• _Required action_: Only the lines below from the one containing "Target: eyelash" to the one containing "[(437, 189), (189, 90), (119, 188)]" should be repeated, both included and unchanged.

• _Data shown_:
Start of Block
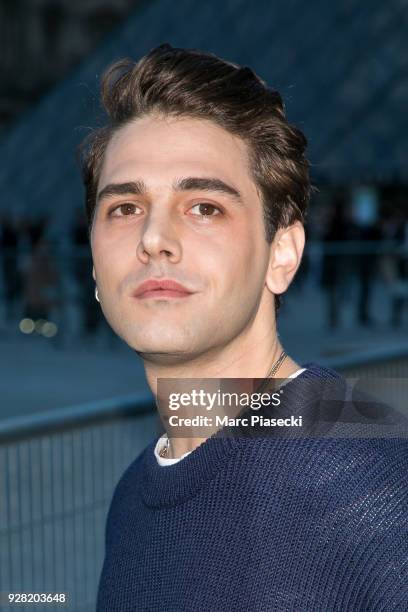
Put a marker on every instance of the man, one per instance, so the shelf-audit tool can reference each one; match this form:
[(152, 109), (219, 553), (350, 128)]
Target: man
[(196, 194)]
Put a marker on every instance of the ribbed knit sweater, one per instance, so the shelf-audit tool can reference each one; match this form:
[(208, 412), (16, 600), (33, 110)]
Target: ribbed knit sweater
[(261, 524)]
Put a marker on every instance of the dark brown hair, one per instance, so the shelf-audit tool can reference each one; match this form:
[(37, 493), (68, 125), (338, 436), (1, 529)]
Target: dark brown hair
[(181, 82)]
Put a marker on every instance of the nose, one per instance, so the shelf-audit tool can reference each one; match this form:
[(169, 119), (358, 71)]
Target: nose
[(159, 239)]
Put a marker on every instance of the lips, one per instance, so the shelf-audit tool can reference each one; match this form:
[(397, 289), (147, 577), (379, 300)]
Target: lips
[(161, 288)]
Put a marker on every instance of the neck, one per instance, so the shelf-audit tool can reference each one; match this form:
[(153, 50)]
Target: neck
[(243, 358)]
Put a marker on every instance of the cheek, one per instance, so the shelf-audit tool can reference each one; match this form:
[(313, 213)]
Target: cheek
[(111, 259)]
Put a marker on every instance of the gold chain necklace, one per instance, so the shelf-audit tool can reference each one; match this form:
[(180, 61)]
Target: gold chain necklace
[(275, 367)]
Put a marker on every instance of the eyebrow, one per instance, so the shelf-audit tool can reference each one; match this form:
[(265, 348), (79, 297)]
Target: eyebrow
[(191, 183)]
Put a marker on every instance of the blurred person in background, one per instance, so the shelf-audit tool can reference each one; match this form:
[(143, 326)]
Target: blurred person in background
[(395, 262), (90, 315), (11, 274), (40, 277), (337, 264)]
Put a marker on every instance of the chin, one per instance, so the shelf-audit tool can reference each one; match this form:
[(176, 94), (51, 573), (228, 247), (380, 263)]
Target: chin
[(158, 344)]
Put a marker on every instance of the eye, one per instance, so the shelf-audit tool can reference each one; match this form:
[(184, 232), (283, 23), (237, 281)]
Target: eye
[(205, 210), (126, 210)]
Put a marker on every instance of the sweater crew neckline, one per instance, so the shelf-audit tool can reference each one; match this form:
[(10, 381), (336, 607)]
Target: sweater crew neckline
[(161, 487)]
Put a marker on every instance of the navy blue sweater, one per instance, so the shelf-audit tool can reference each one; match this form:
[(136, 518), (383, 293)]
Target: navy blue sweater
[(260, 524)]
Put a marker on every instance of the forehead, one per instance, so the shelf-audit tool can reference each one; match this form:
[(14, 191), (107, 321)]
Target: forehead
[(156, 147)]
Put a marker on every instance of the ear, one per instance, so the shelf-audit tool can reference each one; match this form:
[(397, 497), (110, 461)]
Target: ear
[(285, 257)]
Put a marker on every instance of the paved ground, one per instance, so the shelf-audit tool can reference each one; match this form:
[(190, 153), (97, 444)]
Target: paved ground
[(39, 374)]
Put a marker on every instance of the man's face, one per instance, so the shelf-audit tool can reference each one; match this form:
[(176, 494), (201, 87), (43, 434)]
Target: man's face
[(209, 240)]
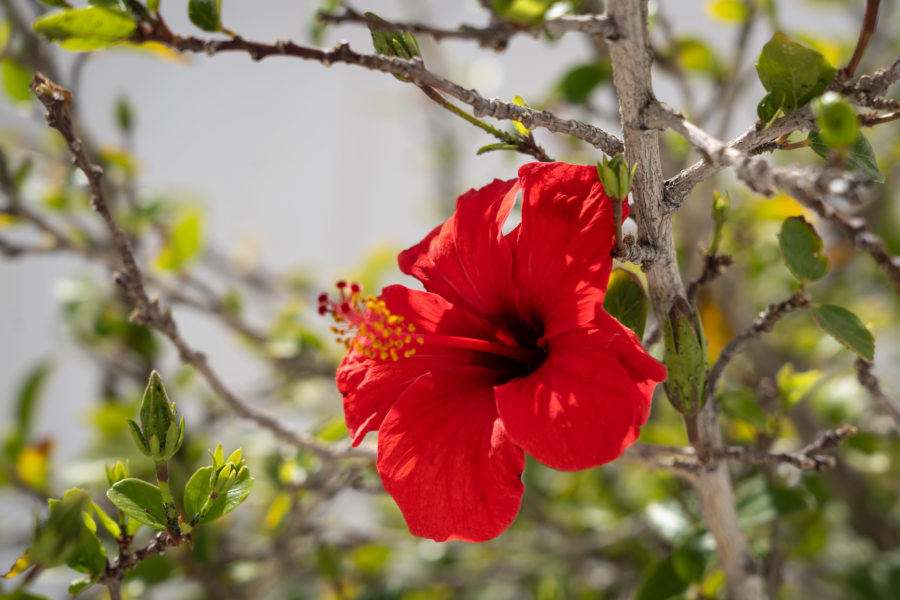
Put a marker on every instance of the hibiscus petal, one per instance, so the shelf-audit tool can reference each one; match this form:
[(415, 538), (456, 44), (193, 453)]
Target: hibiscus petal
[(562, 247), (446, 459), (467, 260), (370, 386), (581, 408)]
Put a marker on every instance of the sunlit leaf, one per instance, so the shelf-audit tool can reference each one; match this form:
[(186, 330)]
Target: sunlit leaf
[(206, 14), (139, 500), (578, 83), (792, 74), (16, 79), (728, 11), (86, 28), (844, 326), (861, 157), (626, 300), (185, 240), (802, 249)]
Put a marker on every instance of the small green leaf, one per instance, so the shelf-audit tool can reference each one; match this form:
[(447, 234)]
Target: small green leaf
[(801, 249), (16, 79), (206, 14), (792, 74), (845, 327), (626, 300), (520, 129), (86, 28), (198, 488), (861, 158), (523, 12), (108, 523), (139, 500), (577, 85), (728, 11), (185, 241), (836, 119)]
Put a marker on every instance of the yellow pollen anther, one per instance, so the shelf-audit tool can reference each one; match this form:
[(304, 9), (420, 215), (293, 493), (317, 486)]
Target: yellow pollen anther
[(365, 325)]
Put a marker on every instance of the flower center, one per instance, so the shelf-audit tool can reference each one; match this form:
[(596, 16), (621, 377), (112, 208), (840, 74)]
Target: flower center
[(365, 324)]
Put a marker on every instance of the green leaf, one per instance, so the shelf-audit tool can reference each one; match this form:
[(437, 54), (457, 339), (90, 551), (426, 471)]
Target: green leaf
[(16, 79), (861, 158), (695, 55), (108, 522), (792, 74), (80, 585), (392, 42), (520, 129), (626, 300), (86, 28), (198, 488), (728, 11), (845, 327), (185, 241), (802, 249), (577, 84), (206, 14), (836, 119), (27, 397), (523, 12), (661, 582), (139, 500)]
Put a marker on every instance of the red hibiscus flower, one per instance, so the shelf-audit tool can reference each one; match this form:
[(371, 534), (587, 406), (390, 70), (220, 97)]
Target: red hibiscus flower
[(507, 351)]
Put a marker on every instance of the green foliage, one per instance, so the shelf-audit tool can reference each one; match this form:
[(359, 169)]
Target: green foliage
[(16, 79), (685, 357), (844, 326), (792, 74), (836, 119), (626, 300), (206, 14), (185, 241), (579, 82), (802, 249), (139, 500), (87, 28), (860, 157)]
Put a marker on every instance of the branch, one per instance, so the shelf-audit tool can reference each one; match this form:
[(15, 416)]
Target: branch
[(763, 323), (632, 77), (147, 312), (495, 36), (412, 70), (868, 380), (808, 185)]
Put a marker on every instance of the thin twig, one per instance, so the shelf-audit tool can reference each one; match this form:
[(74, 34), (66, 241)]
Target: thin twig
[(412, 70), (868, 380), (763, 323), (148, 312)]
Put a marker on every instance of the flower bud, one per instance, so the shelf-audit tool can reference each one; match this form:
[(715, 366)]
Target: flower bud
[(685, 358), (616, 176), (159, 435)]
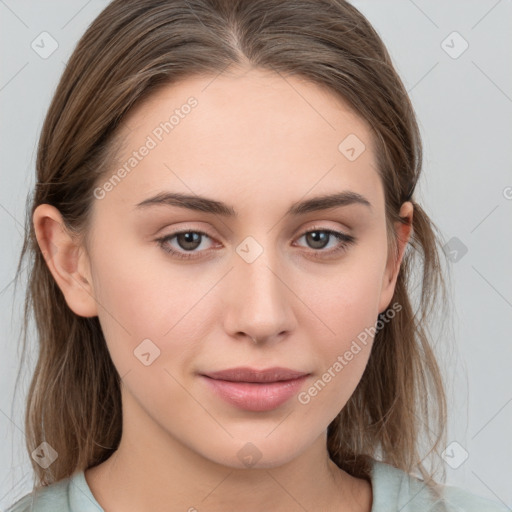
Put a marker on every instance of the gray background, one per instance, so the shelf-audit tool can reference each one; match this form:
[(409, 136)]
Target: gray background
[(464, 107)]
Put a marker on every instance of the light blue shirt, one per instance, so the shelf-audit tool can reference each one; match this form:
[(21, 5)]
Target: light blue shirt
[(393, 491)]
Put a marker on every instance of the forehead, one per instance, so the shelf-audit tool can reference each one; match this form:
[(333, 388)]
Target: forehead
[(246, 133)]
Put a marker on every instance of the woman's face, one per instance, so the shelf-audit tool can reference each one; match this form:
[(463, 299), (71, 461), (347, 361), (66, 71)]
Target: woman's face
[(250, 153)]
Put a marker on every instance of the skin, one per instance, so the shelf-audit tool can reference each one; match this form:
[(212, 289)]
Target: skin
[(258, 142)]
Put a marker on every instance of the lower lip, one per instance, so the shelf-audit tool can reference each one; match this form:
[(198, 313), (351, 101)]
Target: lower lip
[(253, 396)]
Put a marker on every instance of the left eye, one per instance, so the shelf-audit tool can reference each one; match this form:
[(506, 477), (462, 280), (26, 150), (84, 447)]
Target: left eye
[(189, 241)]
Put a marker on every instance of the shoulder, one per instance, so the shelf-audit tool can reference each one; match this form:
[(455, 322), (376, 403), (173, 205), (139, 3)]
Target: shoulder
[(53, 497), (394, 490), (67, 495)]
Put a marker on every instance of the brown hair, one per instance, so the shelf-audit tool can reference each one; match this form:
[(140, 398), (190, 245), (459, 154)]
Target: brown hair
[(136, 46)]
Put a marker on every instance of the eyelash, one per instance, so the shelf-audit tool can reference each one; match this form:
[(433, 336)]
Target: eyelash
[(345, 241)]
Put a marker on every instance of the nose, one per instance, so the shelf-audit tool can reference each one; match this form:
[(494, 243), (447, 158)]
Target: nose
[(258, 299)]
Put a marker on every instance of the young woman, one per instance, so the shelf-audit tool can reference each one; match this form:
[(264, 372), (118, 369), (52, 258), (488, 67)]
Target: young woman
[(222, 237)]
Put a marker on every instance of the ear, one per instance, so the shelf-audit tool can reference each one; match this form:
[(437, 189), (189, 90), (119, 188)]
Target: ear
[(403, 233), (66, 259)]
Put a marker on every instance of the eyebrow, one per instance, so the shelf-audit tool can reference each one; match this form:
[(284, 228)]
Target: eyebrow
[(206, 205)]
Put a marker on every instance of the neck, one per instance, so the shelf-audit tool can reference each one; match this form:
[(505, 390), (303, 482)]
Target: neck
[(152, 470)]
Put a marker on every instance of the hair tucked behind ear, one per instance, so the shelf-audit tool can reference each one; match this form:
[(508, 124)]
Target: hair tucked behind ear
[(136, 46)]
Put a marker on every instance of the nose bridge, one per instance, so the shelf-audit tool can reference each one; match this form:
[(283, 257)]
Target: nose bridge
[(258, 300)]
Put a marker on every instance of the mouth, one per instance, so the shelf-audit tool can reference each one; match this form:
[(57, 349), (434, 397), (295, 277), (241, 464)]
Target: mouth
[(255, 390)]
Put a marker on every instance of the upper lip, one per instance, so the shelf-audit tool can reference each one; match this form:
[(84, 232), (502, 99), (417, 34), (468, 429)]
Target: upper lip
[(246, 374)]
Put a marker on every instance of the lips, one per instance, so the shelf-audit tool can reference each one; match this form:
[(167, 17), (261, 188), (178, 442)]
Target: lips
[(255, 390), (245, 374)]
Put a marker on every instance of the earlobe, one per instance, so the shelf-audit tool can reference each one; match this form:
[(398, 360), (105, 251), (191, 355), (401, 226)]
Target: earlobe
[(403, 233), (66, 259)]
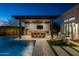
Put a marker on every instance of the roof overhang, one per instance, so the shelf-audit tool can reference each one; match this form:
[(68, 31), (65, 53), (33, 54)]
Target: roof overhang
[(35, 17)]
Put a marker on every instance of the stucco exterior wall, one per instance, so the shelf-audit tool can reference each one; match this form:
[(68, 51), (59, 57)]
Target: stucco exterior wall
[(73, 12)]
End of Block
• _Response below_:
Target: eyelash
[(345, 241)]
Put a marker on every instance of the nose, one per instance, so the shelf-audit tool can reference each one; match this form:
[(494, 243), (447, 158)]
Target: nose
[(258, 299)]
Put a marker on every instance of the young woman, one per instance, so the shelf-audit tool can reference each one; match this form:
[(264, 372), (118, 369), (52, 258), (488, 67)]
Target: young woman
[(222, 237)]
Put a marker on every instance of the ear, one per instance, so the shelf-audit tool can reference each one; match this form:
[(437, 189), (189, 90), (119, 188)]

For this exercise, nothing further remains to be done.